Point labeling examples:

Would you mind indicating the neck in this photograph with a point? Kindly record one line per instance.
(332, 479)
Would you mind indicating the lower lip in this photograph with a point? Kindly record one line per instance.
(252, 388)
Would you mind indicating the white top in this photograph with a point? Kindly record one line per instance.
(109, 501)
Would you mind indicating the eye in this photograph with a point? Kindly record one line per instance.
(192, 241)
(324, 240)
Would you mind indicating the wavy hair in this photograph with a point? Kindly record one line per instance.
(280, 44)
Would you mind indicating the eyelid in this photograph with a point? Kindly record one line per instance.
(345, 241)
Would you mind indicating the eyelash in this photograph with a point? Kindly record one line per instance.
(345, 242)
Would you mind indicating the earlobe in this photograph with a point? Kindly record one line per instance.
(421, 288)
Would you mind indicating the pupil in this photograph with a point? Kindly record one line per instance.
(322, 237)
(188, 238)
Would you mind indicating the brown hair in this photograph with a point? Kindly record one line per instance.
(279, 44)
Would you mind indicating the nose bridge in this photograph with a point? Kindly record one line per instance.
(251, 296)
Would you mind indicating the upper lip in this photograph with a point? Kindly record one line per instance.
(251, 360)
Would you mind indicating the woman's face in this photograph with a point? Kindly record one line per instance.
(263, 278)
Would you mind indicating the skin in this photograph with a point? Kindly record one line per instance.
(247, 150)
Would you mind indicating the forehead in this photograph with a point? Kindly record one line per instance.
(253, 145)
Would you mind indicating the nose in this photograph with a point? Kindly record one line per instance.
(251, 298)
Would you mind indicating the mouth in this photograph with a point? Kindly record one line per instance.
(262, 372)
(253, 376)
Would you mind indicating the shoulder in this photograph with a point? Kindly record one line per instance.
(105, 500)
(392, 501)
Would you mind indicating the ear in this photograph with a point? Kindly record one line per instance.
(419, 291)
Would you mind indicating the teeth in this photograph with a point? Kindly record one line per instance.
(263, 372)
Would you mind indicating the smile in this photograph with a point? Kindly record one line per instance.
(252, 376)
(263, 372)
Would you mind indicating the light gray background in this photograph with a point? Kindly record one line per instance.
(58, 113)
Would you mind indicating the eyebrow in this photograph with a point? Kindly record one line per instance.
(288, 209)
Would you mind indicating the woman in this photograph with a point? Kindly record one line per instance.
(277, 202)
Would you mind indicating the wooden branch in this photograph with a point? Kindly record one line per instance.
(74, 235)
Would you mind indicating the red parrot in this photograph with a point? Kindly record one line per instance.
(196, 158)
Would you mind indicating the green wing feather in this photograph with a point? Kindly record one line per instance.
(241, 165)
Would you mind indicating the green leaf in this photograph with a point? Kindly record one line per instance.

* * *

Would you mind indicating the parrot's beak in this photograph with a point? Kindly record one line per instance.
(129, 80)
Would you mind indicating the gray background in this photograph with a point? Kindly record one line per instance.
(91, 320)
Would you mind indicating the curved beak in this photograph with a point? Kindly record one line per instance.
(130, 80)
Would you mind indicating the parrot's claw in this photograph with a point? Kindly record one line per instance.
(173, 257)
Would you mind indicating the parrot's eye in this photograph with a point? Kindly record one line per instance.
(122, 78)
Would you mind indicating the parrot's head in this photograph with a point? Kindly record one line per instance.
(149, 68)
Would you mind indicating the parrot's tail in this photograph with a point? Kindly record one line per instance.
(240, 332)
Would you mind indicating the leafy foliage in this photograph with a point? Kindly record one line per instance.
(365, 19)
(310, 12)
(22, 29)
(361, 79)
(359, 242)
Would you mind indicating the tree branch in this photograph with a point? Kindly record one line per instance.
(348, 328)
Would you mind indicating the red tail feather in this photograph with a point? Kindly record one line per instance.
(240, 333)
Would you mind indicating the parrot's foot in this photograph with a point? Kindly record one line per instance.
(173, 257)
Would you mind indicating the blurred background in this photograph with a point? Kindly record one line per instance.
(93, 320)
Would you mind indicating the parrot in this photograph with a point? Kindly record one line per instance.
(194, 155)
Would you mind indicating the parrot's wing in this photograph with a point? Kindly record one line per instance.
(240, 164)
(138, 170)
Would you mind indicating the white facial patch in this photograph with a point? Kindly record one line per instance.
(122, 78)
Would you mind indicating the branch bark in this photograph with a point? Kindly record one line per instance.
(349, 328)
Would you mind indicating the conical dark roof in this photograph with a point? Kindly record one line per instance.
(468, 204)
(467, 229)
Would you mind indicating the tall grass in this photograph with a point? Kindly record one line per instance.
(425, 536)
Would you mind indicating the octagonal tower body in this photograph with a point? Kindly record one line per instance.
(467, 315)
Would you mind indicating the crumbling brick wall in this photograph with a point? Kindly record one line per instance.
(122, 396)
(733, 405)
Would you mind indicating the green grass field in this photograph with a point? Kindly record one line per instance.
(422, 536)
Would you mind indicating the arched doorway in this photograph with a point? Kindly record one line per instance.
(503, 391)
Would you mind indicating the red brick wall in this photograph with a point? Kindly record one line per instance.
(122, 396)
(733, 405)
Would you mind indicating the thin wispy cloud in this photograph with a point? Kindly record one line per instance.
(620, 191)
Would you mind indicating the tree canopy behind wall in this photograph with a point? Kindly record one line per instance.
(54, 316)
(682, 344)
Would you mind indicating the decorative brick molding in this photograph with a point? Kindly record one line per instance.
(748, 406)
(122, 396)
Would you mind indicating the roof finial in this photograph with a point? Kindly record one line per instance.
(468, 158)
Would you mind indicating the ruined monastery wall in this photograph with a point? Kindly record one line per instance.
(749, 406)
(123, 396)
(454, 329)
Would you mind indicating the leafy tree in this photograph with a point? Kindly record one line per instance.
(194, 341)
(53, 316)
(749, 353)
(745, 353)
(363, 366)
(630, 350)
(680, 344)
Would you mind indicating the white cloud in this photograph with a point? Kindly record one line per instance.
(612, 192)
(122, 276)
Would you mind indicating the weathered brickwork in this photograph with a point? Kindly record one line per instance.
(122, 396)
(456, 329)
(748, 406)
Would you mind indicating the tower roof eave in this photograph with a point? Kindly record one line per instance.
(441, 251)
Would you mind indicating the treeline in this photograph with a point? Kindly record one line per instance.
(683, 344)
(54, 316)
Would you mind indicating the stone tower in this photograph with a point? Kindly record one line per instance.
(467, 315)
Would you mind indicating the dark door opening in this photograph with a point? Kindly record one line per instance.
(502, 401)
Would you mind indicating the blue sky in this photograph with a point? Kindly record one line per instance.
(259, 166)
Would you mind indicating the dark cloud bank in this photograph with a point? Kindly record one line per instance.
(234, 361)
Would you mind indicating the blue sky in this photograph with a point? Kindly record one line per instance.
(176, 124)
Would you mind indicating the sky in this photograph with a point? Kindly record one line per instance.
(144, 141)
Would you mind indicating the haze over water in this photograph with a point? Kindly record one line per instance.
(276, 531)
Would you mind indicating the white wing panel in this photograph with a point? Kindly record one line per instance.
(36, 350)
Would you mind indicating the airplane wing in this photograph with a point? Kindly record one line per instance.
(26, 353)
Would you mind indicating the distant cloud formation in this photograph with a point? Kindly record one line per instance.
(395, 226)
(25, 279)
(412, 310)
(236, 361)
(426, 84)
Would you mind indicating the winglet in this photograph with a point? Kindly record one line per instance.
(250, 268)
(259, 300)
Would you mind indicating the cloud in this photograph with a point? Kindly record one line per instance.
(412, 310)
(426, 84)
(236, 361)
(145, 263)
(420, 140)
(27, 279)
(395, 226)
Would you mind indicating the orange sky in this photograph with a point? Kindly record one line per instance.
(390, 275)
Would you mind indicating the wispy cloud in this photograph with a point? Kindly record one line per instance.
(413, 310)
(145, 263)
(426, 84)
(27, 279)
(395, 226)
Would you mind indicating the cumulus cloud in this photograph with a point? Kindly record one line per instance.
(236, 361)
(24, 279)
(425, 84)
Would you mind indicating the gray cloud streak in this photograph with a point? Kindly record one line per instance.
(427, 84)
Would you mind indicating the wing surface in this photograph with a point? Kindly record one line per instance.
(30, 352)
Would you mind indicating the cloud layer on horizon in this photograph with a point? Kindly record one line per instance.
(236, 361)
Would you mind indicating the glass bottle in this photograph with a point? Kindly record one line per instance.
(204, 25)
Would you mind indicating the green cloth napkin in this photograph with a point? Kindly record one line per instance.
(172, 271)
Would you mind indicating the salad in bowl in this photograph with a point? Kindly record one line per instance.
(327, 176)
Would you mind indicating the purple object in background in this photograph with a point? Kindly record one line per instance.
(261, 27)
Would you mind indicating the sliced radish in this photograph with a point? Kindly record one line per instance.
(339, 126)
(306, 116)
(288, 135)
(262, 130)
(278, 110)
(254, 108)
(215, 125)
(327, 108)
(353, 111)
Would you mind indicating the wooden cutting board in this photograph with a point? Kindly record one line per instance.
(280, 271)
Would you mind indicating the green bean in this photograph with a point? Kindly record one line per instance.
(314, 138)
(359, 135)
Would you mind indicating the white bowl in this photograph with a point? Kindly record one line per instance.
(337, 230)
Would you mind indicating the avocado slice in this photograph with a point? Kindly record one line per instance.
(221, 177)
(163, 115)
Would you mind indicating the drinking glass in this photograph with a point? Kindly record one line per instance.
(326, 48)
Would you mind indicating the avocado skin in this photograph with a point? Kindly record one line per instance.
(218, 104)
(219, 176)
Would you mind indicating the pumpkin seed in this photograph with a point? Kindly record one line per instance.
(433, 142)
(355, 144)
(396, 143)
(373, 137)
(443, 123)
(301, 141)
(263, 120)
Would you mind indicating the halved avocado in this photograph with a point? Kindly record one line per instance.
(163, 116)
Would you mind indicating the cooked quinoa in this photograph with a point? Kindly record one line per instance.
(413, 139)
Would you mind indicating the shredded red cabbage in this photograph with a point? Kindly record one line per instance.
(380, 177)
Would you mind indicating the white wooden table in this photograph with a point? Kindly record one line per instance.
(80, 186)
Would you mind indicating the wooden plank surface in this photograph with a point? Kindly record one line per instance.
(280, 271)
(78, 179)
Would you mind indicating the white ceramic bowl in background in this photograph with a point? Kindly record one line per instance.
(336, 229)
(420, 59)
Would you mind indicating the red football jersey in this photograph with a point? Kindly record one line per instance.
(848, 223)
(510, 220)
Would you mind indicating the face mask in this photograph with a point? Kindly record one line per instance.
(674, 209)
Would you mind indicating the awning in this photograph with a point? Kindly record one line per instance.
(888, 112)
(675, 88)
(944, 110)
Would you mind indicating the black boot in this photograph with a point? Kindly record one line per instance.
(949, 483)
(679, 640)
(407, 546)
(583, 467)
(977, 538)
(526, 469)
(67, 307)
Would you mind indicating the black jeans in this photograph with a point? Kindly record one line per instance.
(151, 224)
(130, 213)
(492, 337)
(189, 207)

Your goal: Show each line of the data above that contains the string "skin". Case counts.

Exercise result:
Would you mind indicating the skin in this photograph with a point? Kindly record one line per instance.
Would you mind indicating the avocado skin in this photograph with a point? Kindly record one line per instance.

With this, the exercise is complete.